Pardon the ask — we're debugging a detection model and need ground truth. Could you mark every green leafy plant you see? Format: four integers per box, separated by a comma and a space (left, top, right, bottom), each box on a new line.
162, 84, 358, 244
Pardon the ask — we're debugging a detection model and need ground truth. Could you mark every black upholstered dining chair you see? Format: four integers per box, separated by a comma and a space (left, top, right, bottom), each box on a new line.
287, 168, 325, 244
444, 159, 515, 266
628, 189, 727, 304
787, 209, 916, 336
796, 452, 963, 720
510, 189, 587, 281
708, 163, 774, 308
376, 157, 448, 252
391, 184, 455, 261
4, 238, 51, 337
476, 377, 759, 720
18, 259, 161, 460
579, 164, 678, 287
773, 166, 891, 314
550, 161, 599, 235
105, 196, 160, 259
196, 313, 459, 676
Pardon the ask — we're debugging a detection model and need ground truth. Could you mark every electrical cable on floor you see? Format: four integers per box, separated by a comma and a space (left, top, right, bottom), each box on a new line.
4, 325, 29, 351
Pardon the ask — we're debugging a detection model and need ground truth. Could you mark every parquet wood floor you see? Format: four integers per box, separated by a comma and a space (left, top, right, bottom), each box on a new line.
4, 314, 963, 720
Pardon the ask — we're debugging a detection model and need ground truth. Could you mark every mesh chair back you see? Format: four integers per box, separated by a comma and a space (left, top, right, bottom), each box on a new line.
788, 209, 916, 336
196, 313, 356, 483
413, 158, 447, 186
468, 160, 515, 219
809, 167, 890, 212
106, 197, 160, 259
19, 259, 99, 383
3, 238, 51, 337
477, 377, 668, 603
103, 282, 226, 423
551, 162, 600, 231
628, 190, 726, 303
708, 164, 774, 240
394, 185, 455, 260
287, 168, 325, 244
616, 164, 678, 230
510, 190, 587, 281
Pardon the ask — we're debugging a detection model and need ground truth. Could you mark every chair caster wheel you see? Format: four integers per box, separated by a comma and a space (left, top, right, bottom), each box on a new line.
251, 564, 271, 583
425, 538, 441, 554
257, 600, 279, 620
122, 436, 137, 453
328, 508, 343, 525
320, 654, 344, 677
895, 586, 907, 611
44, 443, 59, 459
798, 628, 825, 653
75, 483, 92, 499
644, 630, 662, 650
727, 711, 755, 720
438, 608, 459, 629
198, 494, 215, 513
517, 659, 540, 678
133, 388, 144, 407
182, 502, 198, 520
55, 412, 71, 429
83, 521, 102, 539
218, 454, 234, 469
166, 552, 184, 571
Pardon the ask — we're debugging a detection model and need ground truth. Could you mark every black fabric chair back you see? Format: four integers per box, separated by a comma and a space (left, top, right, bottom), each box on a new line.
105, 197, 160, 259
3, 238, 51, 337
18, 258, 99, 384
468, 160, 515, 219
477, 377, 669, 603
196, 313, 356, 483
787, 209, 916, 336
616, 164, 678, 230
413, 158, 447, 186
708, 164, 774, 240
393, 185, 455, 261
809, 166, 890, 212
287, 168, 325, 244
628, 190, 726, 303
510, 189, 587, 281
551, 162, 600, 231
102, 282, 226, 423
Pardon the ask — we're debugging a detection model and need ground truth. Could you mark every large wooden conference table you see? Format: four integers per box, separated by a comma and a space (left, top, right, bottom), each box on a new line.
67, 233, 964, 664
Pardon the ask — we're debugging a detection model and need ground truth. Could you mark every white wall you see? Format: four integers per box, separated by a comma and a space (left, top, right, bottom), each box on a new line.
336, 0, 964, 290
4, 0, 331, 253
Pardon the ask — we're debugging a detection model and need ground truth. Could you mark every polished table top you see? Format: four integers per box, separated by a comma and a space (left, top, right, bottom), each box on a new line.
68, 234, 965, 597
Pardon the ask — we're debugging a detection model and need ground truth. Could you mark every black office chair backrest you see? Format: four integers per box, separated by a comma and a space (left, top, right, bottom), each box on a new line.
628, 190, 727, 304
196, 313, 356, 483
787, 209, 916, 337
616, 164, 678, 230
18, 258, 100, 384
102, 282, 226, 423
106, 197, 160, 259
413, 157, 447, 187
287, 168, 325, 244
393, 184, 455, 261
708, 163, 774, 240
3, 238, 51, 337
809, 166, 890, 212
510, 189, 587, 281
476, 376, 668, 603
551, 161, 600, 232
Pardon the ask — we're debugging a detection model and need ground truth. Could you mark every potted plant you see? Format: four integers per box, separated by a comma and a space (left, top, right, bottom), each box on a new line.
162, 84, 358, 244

• **WHAT TO PRODUCE**: The whole of the data is to be returned with every line intact.

• **ANSWER FOR THE TASK**:
Pardon the ask — we're debugging a detection model and need ground truth. Could you mark every green leafy plant you see? Format: four integers per box, separated by a comma and a space (left, top, right, bottom), each box on a new line.
162, 84, 358, 244
Pardon the ask — we're debugging a detection model and need ground truth. Could you mark every black upholstered dining chair you see? Format: four integers per box, separated by a comma and a space (left, top, right, bottom), each box on a new line.
287, 168, 325, 244
444, 159, 515, 266
628, 189, 727, 304
787, 209, 916, 336
796, 452, 963, 720
510, 189, 587, 281
708, 163, 774, 308
376, 157, 448, 252
391, 184, 455, 261
4, 238, 51, 337
476, 377, 759, 720
18, 259, 161, 460
579, 164, 678, 287
773, 166, 891, 314
550, 161, 599, 235
105, 196, 160, 259
196, 313, 459, 676
Pardon the ask — we're debugging a detection model and need ground truth. Could you mark every electrical cable on floor you see? Format: four integers per box, separated by a comma and a space (left, top, right, bottom), each box on a new line.
4, 325, 29, 351
Pardon the ask — we're debugging a detection model and need ground truth. Could you mark every parquet wood floor you see? Format: four integers per box, separated by a comma and a space (left, top, right, bottom), each box on a new line.
4, 314, 963, 720
Pardon the ask — we're debugging a detection model and need ground truth. Could you mark every mesh chair back you see? Format: four integers per box, separated by a comma and a space (left, top, right, bottom), each box on a new line.
788, 209, 916, 336
196, 313, 356, 483
413, 158, 447, 186
468, 160, 515, 219
809, 167, 890, 212
106, 197, 160, 259
19, 259, 99, 383
3, 238, 51, 337
477, 377, 668, 603
103, 282, 226, 423
551, 162, 600, 231
628, 190, 726, 303
708, 164, 774, 240
394, 185, 455, 260
287, 168, 325, 244
616, 164, 678, 230
510, 190, 587, 281
Pardon the ask — we're debugging a detection model and need ground truth. Could you mark every chair caster wheel you see? Format: four integers per box, separated by a comma and a space (left, top, right, bottom), each box on a new line.
251, 564, 271, 583
425, 538, 441, 554
257, 600, 279, 620
122, 436, 137, 453
328, 508, 343, 525
320, 654, 344, 677
895, 586, 907, 611
44, 443, 59, 459
798, 628, 825, 653
75, 483, 92, 499
644, 630, 662, 650
727, 711, 755, 720
438, 608, 459, 629
198, 494, 215, 513
517, 659, 540, 678
133, 388, 144, 407
182, 502, 198, 520
55, 412, 71, 429
83, 521, 102, 539
218, 454, 234, 469
166, 552, 184, 571
Pardon the ask — we're debugging a detection model and need ground truth. Could you mark every black fabric chair back you see? Format: four integers per box, separated by a comma and a space (left, top, right, bottom), each box on a new line.
105, 197, 160, 259
3, 238, 51, 337
18, 258, 99, 384
468, 160, 515, 219
477, 377, 669, 603
196, 313, 356, 483
787, 209, 916, 336
616, 164, 678, 230
413, 158, 447, 186
708, 164, 774, 240
393, 185, 455, 261
809, 166, 890, 212
287, 168, 325, 244
628, 190, 726, 303
510, 189, 587, 281
551, 162, 600, 231
102, 282, 226, 423
Pardon the ask — we're debugging a detection model and need ground truth. Could you mark every large wooden conference table you see? Format: four integers per box, separated by a comma and a space (left, top, right, bottom), each box on a new line.
67, 233, 964, 664
Pardon the ask — we're debugging a detection model and need ground truth. Could you mark every white wall you see? Format: four integers per box, separated by a comma and a space (left, top, right, bottom), each box on a new line.
336, 0, 964, 290
4, 0, 331, 253
Pardon the ask — we're debugging a detection model and need ground truth. Could you mark every polished table top you see? Format: four integers per box, separated by a comma and a space (left, top, right, bottom), each box on a new line.
68, 234, 965, 597
Pardon the ask — we're debugging a detection model and need ground truth. Could you mark every black office chair backrest you see? Format: four integers per box, separated by a comma and a space (left, top, right, bottom), each box on a new line.
628, 190, 727, 304
196, 313, 356, 483
787, 209, 916, 337
616, 164, 678, 230
18, 258, 100, 384
102, 282, 226, 423
106, 197, 160, 259
413, 157, 447, 187
287, 168, 325, 244
393, 184, 455, 261
708, 163, 774, 240
3, 238, 51, 337
809, 166, 890, 212
510, 189, 587, 281
476, 376, 668, 603
551, 161, 600, 232
Pardon the ask — we're debugging a detection model and need ground truth. Could you mark every potted plant you see? Format: four integers per box, separated by a comma and a space (left, top, right, bottom), each box on a new line.
162, 84, 358, 244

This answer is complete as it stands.